%%
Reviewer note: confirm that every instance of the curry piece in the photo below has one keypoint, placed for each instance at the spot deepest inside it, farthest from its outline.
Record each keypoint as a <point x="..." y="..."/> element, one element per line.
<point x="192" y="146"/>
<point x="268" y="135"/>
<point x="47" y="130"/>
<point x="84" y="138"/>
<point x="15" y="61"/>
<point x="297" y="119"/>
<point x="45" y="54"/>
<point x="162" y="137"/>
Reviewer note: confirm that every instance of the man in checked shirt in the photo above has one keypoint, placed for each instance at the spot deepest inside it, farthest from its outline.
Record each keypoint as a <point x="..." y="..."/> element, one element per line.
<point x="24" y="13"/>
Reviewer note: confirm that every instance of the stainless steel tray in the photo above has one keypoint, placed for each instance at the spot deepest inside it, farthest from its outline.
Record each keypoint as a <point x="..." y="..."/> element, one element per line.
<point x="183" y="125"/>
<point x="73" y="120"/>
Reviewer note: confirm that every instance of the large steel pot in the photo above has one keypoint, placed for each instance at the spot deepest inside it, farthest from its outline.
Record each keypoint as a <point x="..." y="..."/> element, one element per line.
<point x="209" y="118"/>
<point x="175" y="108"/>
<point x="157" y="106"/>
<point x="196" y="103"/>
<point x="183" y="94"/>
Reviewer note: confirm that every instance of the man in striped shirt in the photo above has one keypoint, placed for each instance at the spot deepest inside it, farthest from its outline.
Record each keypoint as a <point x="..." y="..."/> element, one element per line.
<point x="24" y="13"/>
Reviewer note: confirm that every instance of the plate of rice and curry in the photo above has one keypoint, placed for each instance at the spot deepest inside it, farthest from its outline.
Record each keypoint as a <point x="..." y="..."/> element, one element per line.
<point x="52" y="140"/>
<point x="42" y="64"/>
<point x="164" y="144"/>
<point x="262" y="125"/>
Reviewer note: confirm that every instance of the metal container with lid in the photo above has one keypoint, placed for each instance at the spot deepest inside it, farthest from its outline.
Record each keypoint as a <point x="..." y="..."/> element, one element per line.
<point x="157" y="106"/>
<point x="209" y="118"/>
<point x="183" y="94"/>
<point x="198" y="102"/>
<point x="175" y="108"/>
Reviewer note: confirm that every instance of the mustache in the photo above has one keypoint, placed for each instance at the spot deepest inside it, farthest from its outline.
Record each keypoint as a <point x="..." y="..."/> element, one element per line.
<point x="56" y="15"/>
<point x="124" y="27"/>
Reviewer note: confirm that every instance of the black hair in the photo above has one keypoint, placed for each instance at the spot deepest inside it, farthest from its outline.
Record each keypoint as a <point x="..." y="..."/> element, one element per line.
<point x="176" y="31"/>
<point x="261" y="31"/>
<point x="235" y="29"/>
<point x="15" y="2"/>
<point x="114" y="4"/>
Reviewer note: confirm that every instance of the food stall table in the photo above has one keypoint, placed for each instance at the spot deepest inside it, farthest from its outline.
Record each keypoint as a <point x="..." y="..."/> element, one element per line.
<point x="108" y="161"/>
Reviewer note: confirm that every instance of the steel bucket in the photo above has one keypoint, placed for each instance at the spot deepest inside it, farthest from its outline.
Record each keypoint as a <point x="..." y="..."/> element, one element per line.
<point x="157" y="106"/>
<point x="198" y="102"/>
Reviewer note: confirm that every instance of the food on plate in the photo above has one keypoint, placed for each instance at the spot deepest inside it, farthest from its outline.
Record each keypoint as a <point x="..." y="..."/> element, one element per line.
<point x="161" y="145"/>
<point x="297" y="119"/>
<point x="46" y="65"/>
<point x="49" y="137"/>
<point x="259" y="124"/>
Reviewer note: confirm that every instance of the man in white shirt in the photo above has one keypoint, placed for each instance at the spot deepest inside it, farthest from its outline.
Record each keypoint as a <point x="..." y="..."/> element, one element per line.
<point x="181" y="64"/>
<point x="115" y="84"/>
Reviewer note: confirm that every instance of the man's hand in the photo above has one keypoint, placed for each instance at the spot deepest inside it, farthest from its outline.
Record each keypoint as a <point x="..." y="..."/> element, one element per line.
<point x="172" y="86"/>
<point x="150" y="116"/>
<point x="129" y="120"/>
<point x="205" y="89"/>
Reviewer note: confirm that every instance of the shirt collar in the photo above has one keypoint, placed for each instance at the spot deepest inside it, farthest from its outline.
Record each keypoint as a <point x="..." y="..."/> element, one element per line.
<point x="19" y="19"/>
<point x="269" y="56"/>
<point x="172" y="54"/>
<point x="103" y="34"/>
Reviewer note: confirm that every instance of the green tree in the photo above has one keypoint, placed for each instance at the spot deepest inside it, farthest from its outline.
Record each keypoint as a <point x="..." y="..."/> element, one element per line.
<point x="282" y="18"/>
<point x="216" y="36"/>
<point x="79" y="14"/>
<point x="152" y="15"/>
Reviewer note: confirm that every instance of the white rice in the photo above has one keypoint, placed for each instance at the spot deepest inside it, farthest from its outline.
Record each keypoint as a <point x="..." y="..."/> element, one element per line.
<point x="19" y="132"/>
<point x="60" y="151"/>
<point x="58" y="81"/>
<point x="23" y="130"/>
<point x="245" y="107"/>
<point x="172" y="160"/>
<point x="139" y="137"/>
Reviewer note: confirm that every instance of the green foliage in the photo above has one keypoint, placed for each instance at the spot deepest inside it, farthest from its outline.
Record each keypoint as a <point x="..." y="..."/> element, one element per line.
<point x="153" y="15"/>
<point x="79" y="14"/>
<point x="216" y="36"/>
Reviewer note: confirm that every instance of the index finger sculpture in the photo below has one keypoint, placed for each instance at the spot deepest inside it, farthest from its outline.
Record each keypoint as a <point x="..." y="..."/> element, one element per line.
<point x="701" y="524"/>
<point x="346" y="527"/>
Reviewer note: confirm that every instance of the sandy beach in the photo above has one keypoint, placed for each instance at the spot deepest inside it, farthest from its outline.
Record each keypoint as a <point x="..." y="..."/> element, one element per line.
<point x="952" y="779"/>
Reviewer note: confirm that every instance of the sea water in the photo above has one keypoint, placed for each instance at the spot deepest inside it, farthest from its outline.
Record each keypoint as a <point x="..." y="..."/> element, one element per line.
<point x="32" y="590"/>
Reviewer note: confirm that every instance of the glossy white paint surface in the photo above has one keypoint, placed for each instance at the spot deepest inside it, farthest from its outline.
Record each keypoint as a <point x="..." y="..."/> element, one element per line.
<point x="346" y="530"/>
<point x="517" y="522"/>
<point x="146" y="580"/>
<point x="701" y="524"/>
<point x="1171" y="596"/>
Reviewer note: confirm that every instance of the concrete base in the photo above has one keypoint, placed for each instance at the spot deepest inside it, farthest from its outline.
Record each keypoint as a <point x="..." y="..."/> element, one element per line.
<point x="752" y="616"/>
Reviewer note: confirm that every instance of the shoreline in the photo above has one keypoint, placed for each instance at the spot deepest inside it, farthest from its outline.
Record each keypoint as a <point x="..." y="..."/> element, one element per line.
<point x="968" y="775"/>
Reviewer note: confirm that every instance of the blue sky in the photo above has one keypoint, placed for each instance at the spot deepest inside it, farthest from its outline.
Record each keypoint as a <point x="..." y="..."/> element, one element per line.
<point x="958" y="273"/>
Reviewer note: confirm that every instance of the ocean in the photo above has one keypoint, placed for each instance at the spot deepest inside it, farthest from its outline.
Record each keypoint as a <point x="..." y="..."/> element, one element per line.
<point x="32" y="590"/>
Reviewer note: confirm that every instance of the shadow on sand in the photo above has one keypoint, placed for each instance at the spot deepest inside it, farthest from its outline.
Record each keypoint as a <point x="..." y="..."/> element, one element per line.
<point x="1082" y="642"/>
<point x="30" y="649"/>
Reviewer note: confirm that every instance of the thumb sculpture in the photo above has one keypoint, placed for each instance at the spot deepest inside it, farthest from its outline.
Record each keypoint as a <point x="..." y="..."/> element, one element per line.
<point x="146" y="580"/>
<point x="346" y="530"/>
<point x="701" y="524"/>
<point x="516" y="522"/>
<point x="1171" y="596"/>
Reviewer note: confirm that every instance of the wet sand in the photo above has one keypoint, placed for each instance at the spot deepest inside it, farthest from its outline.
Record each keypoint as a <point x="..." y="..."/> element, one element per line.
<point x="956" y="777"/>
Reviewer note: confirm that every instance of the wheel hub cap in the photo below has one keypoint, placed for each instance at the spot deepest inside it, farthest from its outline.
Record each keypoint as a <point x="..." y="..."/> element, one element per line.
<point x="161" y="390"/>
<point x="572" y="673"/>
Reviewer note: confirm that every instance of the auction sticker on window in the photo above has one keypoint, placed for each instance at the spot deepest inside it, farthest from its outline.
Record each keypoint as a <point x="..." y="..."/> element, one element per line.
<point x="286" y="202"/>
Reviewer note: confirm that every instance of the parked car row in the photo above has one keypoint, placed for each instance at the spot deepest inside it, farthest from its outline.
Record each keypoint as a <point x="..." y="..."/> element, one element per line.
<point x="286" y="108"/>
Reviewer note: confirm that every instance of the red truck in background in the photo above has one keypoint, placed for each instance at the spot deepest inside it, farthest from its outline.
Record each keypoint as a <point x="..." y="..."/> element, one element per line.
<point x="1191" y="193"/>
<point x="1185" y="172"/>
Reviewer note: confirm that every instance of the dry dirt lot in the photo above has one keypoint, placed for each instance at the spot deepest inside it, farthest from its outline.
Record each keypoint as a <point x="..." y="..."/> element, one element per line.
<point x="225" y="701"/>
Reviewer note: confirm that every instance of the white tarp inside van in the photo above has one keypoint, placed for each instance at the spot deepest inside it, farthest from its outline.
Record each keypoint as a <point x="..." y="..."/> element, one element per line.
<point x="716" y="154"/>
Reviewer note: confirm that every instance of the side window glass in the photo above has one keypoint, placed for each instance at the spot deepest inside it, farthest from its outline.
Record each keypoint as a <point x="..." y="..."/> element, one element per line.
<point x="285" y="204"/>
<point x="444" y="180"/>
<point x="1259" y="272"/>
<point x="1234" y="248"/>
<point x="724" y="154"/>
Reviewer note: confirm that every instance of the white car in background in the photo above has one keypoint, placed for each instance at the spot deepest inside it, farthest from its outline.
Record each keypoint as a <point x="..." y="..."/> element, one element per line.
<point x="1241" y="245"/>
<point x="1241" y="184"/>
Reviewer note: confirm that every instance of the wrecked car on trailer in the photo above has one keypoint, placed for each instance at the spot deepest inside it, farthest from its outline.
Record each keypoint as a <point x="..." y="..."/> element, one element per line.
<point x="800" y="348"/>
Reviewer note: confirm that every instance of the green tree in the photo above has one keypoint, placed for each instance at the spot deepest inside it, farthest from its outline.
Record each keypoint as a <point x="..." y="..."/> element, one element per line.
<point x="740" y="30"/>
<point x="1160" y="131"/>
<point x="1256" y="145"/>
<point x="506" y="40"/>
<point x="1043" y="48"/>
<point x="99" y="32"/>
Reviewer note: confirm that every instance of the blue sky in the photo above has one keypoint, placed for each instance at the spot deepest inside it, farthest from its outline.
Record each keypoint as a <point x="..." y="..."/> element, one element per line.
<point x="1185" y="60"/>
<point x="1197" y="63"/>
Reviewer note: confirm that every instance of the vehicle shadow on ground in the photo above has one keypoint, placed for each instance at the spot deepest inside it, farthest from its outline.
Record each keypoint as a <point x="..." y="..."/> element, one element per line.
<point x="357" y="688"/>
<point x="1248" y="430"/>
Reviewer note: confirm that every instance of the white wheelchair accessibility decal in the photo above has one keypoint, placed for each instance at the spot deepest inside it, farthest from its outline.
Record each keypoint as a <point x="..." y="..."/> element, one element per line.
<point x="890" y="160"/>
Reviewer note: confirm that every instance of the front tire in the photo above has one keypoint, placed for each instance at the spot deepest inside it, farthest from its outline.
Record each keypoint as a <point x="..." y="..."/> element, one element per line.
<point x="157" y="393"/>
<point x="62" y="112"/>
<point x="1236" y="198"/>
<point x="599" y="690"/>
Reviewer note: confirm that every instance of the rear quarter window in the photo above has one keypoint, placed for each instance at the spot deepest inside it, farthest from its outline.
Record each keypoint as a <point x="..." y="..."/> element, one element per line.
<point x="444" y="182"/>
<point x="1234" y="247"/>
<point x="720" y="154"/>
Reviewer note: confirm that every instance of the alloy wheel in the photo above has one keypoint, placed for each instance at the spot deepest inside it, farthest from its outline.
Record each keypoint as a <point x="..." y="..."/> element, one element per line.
%%
▸ **Prompt**: Repeat, word for word, every line from the line that contains "Reviewer note: confirm that every instance of the vehicle" to the end of the entries; include both of those lines and no others.

▸ **Exercise result**:
Reviewer note: confirm that every instance of the vehicle shadow on ground in the photo above has one keypoint, placed for each instance at the spot deepest inside it, farthest from its outline.
Record each keypoint as a <point x="..." y="..."/> element, one element per line.
<point x="357" y="688"/>
<point x="1248" y="430"/>
Reviewer note: confirm that every instance of the white wheelchair accessibility decal in the photo above has one keypoint, placed for each instance at the spot deepest inside it, farthest from its outline.
Record each keypoint as a <point x="..." y="..."/> element, one element per line.
<point x="890" y="160"/>
Reviewer note: confirm that every instance of the front tire in the photo above has one keypoint, placed for each instance at the spot deepest inside it, farthest from its outline.
Record each keypoint as a <point x="..." y="..."/> element, one element per line.
<point x="157" y="393"/>
<point x="62" y="112"/>
<point x="1236" y="198"/>
<point x="599" y="690"/>
Reviewer note: confirm that every instance of the rear quarter window in the photo above has one keypoint, placed for each instance at the spot deepest inside it, farthest from its outline.
Record each keypoint as a <point x="..." y="..."/> element, one element per line.
<point x="444" y="182"/>
<point x="1234" y="247"/>
<point x="720" y="154"/>
Reviewer note: confirm that every instance of the alloy wheel in the photo above has one keypoint, placed for each instance at the spot deepest inside it, farthest from its outline.
Record each keypoint as a <point x="..." y="..."/> element, one element per line.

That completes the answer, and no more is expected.